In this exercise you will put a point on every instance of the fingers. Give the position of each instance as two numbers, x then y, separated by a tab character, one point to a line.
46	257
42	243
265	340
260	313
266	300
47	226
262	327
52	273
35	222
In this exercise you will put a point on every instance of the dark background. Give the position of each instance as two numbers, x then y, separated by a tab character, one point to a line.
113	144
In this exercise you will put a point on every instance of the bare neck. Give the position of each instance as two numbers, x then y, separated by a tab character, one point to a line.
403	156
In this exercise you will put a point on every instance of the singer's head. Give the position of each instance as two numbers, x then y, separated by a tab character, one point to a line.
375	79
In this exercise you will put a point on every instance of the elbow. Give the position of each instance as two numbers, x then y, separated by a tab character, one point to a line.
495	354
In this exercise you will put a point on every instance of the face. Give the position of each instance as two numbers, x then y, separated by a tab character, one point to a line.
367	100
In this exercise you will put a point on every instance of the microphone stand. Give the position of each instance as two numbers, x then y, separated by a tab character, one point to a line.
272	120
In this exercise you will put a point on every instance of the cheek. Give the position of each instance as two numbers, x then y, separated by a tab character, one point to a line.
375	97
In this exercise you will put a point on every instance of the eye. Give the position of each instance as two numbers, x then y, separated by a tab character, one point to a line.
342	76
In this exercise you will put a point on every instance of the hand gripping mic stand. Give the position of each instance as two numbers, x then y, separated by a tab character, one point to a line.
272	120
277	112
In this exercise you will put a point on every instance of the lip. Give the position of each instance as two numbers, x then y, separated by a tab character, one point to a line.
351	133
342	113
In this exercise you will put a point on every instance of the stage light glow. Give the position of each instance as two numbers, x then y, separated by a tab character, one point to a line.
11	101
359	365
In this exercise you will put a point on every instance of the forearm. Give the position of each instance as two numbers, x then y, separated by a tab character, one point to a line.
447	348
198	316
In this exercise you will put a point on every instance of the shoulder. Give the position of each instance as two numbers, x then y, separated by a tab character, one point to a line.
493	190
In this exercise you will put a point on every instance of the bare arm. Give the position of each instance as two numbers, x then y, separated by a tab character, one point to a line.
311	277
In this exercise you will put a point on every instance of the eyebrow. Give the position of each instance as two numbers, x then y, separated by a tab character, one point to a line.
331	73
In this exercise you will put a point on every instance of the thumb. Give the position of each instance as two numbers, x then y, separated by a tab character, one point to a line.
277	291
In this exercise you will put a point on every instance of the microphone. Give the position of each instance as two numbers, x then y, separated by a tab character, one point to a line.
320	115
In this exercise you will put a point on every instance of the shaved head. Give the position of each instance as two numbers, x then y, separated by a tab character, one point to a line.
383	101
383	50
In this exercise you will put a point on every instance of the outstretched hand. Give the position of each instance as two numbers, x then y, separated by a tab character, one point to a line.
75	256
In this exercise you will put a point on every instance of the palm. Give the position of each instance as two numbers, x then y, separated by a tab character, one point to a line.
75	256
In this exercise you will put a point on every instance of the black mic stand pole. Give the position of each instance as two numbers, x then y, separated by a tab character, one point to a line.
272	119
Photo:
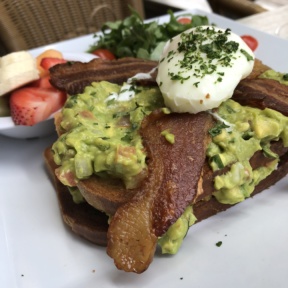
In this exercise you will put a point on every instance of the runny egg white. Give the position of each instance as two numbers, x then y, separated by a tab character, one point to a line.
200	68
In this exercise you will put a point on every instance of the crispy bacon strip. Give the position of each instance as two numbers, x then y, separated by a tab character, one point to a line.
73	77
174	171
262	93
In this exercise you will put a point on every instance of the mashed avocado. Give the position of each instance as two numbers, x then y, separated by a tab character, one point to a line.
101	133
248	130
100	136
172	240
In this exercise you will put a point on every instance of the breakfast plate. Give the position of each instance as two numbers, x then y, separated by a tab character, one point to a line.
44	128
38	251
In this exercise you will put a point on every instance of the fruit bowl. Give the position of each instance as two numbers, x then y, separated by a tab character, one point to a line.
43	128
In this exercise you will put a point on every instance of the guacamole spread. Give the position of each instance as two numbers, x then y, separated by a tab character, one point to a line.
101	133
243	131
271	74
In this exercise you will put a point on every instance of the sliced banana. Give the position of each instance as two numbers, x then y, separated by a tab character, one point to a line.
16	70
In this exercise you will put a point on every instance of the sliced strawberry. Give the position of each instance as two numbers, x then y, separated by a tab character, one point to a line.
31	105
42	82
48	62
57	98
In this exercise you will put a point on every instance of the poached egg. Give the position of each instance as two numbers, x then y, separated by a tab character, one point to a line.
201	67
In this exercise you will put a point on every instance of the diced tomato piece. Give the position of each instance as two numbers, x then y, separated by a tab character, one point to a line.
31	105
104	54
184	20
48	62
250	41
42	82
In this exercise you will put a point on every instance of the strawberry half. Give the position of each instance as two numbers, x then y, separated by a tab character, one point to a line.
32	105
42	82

* * *

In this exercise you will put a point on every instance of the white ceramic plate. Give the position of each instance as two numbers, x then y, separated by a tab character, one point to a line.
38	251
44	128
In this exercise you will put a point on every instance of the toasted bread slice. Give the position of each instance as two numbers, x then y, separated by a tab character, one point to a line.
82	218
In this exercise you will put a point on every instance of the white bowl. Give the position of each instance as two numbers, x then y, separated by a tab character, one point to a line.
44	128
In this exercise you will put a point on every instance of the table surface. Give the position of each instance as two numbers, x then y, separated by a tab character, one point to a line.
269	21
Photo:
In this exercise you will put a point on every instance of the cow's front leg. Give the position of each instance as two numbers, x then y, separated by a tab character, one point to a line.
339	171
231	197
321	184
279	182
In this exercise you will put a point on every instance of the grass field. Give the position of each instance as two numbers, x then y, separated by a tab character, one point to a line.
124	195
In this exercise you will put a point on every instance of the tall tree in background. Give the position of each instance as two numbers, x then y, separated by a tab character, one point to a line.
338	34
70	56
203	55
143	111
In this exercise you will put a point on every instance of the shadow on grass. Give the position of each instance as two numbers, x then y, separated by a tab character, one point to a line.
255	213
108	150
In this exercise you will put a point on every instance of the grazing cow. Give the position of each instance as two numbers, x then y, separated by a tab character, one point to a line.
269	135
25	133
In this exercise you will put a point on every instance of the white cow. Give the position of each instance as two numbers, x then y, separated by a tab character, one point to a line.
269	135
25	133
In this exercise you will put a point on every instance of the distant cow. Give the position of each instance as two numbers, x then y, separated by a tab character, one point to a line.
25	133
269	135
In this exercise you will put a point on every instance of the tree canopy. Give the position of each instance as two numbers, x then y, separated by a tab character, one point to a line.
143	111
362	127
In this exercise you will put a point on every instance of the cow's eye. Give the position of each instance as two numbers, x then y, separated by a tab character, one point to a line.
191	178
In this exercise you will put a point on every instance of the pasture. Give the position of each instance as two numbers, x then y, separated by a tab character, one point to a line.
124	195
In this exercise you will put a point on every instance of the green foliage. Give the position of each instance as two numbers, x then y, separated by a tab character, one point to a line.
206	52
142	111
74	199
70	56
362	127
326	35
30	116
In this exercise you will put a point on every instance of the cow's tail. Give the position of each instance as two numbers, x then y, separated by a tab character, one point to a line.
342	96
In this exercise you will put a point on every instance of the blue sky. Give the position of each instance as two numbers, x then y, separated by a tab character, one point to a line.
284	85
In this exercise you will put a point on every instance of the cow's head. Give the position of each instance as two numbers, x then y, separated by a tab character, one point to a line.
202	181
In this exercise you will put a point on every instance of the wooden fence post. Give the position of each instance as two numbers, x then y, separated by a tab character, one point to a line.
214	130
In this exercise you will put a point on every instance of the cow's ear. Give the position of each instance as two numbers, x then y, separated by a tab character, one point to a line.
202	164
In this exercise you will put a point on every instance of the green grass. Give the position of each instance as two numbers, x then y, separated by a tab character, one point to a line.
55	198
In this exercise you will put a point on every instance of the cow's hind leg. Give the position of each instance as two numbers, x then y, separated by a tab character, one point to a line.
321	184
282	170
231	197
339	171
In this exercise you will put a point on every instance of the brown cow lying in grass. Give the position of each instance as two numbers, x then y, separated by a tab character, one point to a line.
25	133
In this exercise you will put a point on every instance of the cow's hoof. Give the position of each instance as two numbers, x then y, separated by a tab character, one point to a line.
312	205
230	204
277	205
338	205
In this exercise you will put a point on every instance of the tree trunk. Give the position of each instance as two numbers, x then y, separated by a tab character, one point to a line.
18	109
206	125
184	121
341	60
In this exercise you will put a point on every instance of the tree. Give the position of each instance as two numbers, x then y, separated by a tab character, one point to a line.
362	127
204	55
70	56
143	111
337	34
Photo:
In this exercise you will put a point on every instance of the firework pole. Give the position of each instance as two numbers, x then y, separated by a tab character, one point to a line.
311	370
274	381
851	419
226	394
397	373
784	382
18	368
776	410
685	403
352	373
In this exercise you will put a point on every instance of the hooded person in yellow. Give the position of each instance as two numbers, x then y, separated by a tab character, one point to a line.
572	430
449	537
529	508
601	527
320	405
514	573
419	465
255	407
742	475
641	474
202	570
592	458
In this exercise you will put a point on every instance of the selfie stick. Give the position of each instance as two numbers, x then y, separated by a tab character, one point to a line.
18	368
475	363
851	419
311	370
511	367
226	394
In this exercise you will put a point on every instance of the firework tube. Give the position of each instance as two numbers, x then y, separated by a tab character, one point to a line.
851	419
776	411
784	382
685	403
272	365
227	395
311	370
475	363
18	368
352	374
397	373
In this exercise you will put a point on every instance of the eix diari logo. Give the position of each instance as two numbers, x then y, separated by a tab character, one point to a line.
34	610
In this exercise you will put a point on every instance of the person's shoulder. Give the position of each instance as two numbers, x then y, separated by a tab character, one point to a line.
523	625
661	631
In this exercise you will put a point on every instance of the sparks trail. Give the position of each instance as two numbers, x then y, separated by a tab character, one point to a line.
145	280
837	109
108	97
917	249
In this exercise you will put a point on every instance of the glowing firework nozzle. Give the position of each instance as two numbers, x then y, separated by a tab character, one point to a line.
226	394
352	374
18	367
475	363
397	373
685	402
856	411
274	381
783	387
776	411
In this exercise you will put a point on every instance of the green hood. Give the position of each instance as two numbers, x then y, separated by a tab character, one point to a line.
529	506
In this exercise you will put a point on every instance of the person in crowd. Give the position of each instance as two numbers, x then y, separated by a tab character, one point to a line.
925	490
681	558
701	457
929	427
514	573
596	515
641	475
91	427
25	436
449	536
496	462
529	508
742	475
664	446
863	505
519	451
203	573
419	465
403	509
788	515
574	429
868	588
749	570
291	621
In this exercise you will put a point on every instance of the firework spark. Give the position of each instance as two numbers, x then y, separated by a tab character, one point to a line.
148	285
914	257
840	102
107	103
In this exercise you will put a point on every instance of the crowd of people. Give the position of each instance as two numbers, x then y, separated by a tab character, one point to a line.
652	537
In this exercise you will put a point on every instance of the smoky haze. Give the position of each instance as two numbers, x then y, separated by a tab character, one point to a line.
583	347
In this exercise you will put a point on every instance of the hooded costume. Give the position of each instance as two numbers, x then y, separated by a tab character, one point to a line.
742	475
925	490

__Work to complete__. Show every line of the entries above that contains the word "hand".

__Solution below__.
In this exercise you will put a point on every instance of the hand gripping mic stand. Give the position of each instance as two numbers, x then y, separated by a tab character, one point to a line.
In this exercise you will put a point on every instance of the outstretched hand. Give the position of each instance as two numbers, x then y, separated by a tab character, one point to a line.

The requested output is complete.